▶ DOCUMENT EXCERPT:

======

A theme laced continually through Australian security debates in the course of the twentieth century pitches those who espouse the direct defence of Australian territory against those who believe that Australian national interests should be defended regardless of where they are threatened. For most of its history this has meant that Australia has either fought, or undertaken to fight, in defence of common interests with alliance partners in often-distant parts. In the Cold War this was characterised as ‘forward defence’ and, although the defeat in Vietnam in the early 1970s saw a renewed emphasis on ‘continental defence’ of the Australian mainland, this posture eroded rapidly in the latter half of the 1990s. Even before the attacks of 11 September 2001, the Australian Government showed its willingness to reflect these two traditions in security policy, notably through creating and leading the coalition of regional and other partners that participated in the International Force for East Timor (INTERFET) in East Timor in 1999 to 2000.
The shift in the security environment since 2001 further underlines the point that ‘homeland defence’ and a capacity and willingness to fight ‘anywhere and everywhere’ if needed are no longer, if they ever were, ‘either/or’ propositions. Equally, the security arrangements that worked so well during the Cold War may no longer be appropriate or sufficient for dealing with a new and very different enemy and a range of threats on a global scale. The Bush Administration’s initial apparent preference for short-term ‘Coalitions of the Willing’ over larger, more ponderous multilateral alliance partnerships has not been sustained into the President’s second term, and it seems reasonable to think that the United States will continue to use traditional alliance structures as vehicles for the promotion and defence of broader US and Western interests.

======

▶ INFORMATION SHOWN:

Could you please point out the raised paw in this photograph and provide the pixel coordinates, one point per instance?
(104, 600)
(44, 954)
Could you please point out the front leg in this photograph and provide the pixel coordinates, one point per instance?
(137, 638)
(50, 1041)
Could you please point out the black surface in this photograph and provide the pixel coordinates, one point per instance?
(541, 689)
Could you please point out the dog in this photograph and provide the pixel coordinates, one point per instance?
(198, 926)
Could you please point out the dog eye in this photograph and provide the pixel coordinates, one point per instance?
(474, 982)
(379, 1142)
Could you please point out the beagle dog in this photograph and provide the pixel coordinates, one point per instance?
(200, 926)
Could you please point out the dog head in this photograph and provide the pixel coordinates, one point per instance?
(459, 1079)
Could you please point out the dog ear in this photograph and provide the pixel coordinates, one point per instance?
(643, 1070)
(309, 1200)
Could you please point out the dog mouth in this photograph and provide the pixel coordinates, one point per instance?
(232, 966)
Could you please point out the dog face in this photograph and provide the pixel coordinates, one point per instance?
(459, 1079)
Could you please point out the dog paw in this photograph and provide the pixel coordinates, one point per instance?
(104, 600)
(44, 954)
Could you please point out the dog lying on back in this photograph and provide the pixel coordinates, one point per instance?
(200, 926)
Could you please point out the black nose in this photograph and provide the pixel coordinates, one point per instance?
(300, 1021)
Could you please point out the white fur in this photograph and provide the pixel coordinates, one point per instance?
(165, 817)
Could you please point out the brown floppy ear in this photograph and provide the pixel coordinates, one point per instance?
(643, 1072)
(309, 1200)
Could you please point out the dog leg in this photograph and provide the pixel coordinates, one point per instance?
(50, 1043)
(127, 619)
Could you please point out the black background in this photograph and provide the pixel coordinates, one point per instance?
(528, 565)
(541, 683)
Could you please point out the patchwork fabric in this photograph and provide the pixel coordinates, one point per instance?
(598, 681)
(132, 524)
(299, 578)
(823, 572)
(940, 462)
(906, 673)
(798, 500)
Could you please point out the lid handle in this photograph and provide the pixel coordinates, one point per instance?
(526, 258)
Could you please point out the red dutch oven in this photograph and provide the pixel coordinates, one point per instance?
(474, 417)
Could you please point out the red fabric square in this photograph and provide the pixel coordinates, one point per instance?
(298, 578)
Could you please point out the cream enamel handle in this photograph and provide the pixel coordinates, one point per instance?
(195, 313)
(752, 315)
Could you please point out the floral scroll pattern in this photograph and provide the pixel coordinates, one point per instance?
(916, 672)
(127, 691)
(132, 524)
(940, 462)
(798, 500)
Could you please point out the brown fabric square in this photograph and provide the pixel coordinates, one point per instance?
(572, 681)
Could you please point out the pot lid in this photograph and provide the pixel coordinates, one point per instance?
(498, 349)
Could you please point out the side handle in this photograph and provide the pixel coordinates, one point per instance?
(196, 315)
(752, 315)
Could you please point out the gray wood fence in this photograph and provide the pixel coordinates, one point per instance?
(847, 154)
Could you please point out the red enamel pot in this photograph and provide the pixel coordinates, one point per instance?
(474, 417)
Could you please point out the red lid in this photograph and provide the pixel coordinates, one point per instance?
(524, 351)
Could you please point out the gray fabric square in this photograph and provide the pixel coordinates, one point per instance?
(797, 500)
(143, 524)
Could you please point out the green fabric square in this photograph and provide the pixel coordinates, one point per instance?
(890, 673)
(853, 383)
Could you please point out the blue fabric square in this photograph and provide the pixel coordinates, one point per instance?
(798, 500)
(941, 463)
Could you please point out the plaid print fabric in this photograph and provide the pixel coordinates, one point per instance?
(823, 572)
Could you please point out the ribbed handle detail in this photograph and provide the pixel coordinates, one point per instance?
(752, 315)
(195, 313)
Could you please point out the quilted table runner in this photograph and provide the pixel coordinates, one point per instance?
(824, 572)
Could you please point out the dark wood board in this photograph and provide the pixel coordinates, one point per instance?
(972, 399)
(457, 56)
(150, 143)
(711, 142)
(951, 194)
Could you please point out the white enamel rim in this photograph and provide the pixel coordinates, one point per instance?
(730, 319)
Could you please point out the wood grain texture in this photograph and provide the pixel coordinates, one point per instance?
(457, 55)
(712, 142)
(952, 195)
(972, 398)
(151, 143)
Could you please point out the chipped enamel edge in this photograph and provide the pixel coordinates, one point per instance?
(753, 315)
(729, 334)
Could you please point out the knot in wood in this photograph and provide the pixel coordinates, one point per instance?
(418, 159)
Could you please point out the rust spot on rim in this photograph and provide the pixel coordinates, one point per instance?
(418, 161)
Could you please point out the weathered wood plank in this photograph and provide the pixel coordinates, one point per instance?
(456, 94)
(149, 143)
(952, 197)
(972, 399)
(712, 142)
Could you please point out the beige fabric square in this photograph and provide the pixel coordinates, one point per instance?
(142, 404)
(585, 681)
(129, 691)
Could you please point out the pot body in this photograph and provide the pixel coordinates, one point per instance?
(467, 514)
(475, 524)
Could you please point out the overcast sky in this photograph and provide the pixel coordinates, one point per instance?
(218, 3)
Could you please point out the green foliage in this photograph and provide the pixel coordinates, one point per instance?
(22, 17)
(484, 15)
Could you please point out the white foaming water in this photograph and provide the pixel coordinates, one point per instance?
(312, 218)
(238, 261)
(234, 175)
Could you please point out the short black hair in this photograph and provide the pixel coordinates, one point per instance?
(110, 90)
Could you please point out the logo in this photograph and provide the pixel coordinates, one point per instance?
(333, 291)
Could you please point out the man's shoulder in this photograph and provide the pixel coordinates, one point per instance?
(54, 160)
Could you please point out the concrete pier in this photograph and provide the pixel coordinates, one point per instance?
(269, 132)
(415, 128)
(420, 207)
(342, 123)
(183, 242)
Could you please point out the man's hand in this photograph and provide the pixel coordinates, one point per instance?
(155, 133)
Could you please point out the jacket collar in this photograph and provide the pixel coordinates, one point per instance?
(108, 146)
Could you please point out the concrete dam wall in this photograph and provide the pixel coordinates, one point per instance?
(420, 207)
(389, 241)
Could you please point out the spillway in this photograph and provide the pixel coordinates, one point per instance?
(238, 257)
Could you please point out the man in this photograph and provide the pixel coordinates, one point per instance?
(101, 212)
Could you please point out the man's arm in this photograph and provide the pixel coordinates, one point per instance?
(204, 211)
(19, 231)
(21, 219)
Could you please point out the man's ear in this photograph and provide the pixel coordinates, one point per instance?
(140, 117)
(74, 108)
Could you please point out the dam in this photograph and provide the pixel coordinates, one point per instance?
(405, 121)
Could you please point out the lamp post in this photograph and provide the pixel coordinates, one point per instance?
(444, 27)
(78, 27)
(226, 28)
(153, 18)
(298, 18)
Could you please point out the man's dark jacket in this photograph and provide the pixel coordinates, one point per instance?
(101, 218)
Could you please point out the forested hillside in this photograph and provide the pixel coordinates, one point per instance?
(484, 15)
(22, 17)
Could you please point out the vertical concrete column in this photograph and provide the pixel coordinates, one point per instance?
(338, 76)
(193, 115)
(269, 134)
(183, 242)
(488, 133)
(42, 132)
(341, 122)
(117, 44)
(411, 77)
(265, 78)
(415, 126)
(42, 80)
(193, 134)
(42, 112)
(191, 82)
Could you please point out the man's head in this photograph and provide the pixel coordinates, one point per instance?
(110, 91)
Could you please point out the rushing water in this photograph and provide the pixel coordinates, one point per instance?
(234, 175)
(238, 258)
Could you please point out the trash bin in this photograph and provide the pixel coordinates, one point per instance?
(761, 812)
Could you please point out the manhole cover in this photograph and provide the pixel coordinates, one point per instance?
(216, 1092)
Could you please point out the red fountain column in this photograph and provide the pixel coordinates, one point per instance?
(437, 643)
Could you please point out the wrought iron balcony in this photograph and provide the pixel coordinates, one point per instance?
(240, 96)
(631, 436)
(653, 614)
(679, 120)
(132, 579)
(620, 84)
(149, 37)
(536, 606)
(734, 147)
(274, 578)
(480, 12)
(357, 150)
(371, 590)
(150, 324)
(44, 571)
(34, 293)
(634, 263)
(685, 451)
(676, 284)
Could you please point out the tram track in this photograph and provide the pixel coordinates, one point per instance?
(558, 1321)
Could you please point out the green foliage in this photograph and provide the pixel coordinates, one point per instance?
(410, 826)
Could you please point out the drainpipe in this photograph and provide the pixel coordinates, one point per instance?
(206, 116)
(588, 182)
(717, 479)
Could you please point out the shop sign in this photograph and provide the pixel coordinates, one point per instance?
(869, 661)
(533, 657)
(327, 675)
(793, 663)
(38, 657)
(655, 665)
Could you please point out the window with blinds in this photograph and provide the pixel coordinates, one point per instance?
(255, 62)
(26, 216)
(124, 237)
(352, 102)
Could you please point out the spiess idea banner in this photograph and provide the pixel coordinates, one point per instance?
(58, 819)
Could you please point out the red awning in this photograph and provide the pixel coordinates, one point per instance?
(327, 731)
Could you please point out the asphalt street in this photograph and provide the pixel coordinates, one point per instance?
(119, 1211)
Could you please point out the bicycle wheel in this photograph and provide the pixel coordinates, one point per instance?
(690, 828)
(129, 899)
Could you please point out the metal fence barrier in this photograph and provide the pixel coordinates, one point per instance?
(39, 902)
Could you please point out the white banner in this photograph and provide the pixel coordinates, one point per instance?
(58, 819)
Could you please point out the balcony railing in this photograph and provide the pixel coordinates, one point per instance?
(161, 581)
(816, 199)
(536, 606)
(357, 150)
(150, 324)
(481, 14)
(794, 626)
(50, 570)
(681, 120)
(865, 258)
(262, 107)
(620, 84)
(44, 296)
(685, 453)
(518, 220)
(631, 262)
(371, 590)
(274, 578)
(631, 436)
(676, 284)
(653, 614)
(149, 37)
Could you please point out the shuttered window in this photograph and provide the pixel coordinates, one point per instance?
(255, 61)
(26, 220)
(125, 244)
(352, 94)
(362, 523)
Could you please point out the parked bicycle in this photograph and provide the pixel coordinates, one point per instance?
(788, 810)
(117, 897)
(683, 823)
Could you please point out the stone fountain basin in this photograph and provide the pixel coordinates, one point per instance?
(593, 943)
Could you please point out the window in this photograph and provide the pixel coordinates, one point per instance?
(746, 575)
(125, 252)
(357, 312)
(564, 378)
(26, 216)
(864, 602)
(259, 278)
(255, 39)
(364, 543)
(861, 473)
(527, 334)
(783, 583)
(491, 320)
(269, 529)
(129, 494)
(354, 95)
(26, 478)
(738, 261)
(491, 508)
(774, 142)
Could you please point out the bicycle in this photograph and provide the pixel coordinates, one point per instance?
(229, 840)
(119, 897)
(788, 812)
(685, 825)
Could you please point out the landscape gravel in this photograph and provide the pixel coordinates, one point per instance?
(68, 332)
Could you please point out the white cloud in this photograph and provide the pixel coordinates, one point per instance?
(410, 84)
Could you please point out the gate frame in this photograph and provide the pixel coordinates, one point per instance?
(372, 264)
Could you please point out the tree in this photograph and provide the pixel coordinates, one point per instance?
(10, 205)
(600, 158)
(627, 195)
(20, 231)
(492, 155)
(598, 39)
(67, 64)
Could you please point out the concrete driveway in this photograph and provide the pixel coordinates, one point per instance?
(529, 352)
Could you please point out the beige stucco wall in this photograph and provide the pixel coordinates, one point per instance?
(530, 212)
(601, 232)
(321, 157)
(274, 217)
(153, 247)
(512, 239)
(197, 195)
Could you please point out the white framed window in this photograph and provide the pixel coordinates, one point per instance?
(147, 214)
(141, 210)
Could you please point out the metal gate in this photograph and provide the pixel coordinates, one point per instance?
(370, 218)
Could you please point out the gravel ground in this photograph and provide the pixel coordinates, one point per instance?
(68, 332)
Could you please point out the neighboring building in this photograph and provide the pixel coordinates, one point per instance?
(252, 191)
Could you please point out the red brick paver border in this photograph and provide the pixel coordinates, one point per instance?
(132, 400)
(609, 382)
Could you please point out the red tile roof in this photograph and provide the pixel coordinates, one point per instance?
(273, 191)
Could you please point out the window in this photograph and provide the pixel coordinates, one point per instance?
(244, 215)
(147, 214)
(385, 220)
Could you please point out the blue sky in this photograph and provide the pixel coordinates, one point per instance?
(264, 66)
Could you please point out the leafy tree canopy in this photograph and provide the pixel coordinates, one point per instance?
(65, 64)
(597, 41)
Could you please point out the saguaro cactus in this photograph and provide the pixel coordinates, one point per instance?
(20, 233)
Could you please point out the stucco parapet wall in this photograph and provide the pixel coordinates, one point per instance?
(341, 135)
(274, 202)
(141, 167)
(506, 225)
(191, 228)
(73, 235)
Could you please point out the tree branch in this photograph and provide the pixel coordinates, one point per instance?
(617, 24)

======

▶ TASK LIST:
1: List every phrase that the passage on Australian defence policy sets inside single quotation marks.
2: Please repeat the passage on Australian defence policy word for word, starting at "The shift in" and ending at "and Western interests.".
3: Carry on the passage on Australian defence policy from the point where it stops.

▶ RESPONSES IN ORDER:
1:
‘forward defence’
‘continental defence’
‘homeland defence’
‘anywhere and everywhere’
‘either/or’
‘Coalitions of the Willing’

2:
The shift in the security environment since 2001 further underlines the point that ‘homeland defence’ and a capacity and willingness to fight ‘anywhere and everywhere’ if needed are no longer, if they ever were, ‘either/or’ propositions. Equally, the security arrangements that worked so well during the Cold War may no longer be appropriate or sufficient for dealing with a new and very different enemy and a range of threats on a global scale. The Bush Administration’s initial apparent preference for short-term ‘Coalitions of the Willing’ over larger, more ponderous multilateral alliance partnerships has not been sustained into the President’s second term, and it seems reasonable to think that the United States will continue to use traditional alliance structures as vehicles for the promotion and defence of broader US and Western interests.

3:
The nature, composition and purpose of those alliances will change, however, and fundamentally. The US Ambassador to NATO, Victoria Nuland, stated explicitly, in January 2006, that NATO is to become ‘first and foremost a political alliance devoted to strengthening and defending our democratic values at home and around the world. This will involve the creation of a ‘globally deployable military force, a ‘common collective deployment at strategic distances’, and the Alliance is to be broadened to include other democratic allies of the United States such as Japan and Australia in some form of ‘advanced partnerships’.4 Nuland’s was merely the most recent contribution along these lines to a debate that has been in train for at least a decade.5 Others have advocated the abandonment of NATO’s traditional transatlantic character and the opening of its ranks to ‘any democratic state in the world that is willing and able to contribute to the fulfillment of NATO’s new responsibilities’.6
Concern that NATO had no further useful purpose after the collapse of the Soviet Union, and would wither and die of its own accord, has been overtaken by the fear that NATO is stretched meeting the variety of tasks presented to it since the mid-1990s and the intervention in the former Yugoslavia. As NATO forces have deployed, of necessity, further afield on what were formally ‘out of area’ tasks, such as in Afghanistan or in Darfur, they find themselves operating alongside or in support of forces from non-NATO partners, such as Japan, Australia and South Korea. Indeed, the new security agenda has already placed Australian forces in some new and unexpected situations, such as providing force protection for the six hundred-strong engineering unit from the Japanese Self-Defence Force in southern Iraq.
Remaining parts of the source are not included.